Reproduce the material word for word, from its first line through the line containing "column 424, row 149", both included.
##### RECORDS FOR PROCESSING
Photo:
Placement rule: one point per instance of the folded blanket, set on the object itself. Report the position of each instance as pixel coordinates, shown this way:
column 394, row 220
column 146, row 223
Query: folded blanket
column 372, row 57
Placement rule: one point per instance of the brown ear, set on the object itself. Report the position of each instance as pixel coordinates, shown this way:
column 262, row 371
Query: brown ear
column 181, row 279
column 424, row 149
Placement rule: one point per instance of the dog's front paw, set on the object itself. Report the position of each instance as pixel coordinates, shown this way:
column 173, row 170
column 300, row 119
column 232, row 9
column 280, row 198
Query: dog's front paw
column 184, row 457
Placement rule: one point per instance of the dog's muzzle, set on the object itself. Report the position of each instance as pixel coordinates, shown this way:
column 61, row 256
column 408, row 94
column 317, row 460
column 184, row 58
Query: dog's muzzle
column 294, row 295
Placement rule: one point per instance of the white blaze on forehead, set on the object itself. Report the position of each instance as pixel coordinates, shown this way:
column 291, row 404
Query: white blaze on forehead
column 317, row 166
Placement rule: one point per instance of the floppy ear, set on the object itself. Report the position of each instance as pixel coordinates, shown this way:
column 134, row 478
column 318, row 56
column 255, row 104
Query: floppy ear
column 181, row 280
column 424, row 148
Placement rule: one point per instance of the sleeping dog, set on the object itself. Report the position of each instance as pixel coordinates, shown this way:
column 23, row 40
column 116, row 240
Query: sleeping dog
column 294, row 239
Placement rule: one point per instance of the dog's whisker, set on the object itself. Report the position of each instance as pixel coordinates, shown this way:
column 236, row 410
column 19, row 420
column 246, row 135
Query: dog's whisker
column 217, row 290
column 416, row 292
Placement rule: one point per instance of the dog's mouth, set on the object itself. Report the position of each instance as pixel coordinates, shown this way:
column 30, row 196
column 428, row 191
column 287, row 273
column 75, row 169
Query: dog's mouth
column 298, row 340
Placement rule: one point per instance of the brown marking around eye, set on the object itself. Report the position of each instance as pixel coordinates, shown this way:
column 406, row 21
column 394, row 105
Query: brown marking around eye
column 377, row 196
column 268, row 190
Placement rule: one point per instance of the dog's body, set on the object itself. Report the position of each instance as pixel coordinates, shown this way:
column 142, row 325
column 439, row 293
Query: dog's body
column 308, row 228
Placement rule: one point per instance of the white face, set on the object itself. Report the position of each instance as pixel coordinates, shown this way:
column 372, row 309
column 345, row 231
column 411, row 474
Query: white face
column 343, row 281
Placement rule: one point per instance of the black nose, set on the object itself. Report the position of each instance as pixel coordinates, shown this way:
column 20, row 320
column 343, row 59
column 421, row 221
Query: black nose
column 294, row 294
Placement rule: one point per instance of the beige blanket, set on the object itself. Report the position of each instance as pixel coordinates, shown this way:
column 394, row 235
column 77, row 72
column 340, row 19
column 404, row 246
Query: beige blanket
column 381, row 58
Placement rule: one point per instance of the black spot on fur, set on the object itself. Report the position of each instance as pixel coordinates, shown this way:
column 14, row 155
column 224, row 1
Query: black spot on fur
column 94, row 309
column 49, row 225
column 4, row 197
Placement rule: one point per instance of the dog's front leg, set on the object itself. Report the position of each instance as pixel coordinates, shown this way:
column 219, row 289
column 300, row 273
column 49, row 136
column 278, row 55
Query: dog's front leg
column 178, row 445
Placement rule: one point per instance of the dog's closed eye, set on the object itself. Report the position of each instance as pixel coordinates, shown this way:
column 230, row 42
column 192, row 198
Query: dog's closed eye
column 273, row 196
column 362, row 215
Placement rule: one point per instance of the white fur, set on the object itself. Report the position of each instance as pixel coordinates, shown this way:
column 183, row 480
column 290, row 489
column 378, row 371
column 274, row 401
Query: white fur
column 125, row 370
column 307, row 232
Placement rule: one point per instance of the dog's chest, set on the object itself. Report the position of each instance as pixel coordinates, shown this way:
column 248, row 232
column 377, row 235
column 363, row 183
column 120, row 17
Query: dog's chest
##########
> _ANSWER IN FULL_:
Photo:
Placement rule: one point per instance of the folded blanket, set on the object itself. Report the position of each instance as pixel coordinates, shown this way:
column 394, row 220
column 146, row 223
Query: folded blanket
column 372, row 57
Placement rule: one point per instance of the brown ear, set on the object itself. Report the position of each instance as pixel coordinates, shown this way:
column 262, row 371
Query: brown ear
column 181, row 279
column 424, row 149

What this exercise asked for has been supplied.